## Records to use
==========
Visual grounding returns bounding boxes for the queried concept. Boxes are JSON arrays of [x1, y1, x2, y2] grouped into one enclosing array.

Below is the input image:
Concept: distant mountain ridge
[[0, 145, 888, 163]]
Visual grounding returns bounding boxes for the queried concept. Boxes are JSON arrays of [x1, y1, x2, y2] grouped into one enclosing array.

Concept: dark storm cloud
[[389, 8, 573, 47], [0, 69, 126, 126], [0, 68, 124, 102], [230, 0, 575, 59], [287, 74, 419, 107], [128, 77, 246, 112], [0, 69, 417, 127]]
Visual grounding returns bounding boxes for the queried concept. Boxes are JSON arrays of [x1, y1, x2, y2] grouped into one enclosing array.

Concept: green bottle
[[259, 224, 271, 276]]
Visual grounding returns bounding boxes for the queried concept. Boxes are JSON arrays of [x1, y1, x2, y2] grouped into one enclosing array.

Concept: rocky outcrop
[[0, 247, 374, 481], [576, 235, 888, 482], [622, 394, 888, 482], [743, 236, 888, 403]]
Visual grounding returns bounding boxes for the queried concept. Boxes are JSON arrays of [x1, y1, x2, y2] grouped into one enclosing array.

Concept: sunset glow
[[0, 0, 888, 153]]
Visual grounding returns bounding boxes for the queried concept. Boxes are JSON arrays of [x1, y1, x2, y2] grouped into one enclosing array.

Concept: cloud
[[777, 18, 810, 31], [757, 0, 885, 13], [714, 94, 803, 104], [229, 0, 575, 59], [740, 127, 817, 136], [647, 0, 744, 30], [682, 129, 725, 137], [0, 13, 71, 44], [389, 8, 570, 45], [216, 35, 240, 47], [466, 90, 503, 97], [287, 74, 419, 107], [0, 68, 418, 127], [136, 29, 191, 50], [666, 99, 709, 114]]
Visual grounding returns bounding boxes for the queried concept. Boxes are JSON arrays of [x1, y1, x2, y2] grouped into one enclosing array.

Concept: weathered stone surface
==========
## Exercise brief
Reproduce the records from their start through the line that contains "[[0, 145, 888, 163]]", inclusive. Multiply each bounding-box coordinate in the answers by 1.85 and round to the nearest whole number, with halves rounded up, leaving every other line and number unchanged.

## Output
Visual grounding returns bounding boxes for the queried concept. Boxes are JSON arrays of [x1, y1, x2, y2] grouped into one enclosing array.

Below is the input image:
Concept: distant mountain ridge
[[0, 268, 1643, 302]]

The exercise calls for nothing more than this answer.